DESCRIPTION OF THE TASK> Pick out every line of the data below that contains the string "arched", and copy each one. Case counts.

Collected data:
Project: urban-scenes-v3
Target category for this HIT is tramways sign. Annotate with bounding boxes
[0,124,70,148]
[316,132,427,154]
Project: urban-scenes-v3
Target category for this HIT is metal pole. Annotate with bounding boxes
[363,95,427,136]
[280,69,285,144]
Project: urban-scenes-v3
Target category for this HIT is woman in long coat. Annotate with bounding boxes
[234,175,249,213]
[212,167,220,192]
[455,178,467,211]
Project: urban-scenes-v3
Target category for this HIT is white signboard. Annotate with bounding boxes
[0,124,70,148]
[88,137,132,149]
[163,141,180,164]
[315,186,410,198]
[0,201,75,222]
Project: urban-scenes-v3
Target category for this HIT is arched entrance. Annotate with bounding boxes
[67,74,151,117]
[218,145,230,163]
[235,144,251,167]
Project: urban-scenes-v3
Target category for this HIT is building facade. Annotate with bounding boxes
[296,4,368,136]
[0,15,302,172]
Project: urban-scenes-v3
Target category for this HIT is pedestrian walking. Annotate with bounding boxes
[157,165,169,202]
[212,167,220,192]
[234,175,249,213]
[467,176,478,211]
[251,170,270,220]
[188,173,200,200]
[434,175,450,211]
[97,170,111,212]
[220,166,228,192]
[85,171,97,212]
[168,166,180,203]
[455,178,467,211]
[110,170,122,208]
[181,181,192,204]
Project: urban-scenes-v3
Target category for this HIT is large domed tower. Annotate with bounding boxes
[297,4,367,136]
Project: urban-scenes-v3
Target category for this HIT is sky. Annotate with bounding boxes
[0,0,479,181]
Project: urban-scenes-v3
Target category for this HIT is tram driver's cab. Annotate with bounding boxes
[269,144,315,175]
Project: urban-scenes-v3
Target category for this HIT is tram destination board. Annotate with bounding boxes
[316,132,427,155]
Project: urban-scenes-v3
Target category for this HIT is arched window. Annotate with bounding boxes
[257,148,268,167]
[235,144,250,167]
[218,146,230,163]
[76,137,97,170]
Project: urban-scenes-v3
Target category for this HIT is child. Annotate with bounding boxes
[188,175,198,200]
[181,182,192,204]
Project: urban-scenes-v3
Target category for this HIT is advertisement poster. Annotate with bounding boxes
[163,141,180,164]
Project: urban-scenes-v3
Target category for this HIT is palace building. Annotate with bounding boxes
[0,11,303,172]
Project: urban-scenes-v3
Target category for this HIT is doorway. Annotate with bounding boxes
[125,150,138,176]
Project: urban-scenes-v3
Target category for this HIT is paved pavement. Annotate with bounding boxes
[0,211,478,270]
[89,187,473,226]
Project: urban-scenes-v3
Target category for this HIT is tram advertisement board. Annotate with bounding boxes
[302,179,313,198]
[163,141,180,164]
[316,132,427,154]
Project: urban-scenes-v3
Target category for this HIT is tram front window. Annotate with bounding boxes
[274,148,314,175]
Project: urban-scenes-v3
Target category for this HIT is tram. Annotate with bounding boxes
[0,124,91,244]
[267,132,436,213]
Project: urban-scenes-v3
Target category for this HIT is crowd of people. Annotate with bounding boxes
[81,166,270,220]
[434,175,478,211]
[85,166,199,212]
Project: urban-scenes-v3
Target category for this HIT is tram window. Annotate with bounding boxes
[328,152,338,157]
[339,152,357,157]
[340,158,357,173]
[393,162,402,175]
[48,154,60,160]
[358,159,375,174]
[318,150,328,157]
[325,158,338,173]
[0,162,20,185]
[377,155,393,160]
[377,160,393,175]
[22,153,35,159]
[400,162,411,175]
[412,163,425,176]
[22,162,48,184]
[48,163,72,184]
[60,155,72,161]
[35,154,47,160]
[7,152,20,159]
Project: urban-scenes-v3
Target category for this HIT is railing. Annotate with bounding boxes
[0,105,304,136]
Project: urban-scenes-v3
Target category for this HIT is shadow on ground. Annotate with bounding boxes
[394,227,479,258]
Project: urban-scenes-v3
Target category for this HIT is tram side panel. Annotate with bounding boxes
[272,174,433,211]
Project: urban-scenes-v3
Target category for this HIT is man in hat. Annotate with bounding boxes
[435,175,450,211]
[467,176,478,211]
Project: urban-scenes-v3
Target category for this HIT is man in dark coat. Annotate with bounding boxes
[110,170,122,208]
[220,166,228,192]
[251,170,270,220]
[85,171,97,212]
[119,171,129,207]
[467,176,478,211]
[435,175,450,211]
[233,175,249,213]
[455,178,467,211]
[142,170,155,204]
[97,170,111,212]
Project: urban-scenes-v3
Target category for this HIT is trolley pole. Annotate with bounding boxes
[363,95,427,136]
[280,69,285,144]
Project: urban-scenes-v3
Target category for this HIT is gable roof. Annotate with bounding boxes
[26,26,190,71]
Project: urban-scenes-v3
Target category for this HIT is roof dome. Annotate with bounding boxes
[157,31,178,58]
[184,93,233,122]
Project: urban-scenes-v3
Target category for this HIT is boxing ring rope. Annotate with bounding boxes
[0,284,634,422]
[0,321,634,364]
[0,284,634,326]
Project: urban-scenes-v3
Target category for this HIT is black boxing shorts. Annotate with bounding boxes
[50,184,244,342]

FULL OUTPUT>
Target category for this HIT is arched entrance. Annotate with bounding boxes
Target category for this HIT is arched window. Annotate with bounding boxes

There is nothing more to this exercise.